● Excerpt
........

Sex Offender Convicted for Rape After Wrongful 17-Year Imprisonment
Sex Offender Convicted After Wrongful 17-Year Imprisonment

Sex Offender Convicted of Rape After Innocent Man’s 17-Year Wrongful Imprisonment

In a landmark case highlighting a severe miscarriage of justice, a sex offender has been convicted of a brutal rape for which another man, Andrew Malkinson, spent 17 years wrongly imprisoned. Paul Quinn, aged 52, was found guilty by a jury for the sex attack on a young mother as she walked home in Little Hulton, Salford, in the early hours of July 19, 2003.

........

● Recorded data
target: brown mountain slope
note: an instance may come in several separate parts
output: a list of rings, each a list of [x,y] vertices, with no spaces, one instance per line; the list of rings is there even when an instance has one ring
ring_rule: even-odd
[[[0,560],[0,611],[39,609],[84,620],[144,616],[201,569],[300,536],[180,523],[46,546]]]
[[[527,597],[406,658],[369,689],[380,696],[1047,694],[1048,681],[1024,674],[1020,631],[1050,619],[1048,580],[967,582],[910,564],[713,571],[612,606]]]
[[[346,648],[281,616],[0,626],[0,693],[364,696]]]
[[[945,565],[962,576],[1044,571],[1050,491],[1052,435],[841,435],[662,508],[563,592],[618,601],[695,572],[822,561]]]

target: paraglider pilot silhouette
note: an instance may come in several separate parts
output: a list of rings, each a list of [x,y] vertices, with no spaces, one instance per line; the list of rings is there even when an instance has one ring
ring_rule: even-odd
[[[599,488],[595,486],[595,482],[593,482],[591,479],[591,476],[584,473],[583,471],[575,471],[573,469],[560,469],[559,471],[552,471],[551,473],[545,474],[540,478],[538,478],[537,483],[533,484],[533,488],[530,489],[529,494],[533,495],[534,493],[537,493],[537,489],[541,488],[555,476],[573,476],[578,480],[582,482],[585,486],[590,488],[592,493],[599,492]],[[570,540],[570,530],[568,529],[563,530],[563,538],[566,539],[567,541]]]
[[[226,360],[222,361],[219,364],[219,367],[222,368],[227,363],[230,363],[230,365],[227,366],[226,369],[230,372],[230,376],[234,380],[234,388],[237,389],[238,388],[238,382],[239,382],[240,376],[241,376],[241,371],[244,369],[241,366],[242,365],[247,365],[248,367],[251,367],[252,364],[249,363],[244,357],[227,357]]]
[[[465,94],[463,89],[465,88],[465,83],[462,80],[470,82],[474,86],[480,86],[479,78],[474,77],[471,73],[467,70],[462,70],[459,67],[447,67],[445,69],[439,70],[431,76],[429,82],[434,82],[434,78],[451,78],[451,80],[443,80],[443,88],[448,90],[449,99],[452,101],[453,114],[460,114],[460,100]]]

........

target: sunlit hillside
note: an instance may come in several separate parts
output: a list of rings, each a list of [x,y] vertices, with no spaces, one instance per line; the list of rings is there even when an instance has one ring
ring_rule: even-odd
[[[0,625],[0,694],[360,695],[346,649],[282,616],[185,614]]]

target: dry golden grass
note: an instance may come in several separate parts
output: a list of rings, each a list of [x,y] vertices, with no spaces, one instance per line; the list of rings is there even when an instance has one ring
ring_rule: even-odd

........

● Questions
A - According to the article about Andrew Malkinson's wrongful imprisonment, how old is Paul Quinn?
B - Please restate the part of the article starting with "In a landmark" and going on through "July 19, 2003.", swapping "young mother" for "young woman".

● Task-by-task solutions
A - 52

B -
In a landmark case highlighting a severe miscarriage of justice, a sex offender has been convicted of a brutal rape for which another man, Andrew Malkinson, spent 17 years wrongly imprisoned. Paul Quinn, aged 52, was found guilty by a jury for the sex attack on a young woman as she walked home in Little Hulton, Salford, in the early hours of July 19, 2003.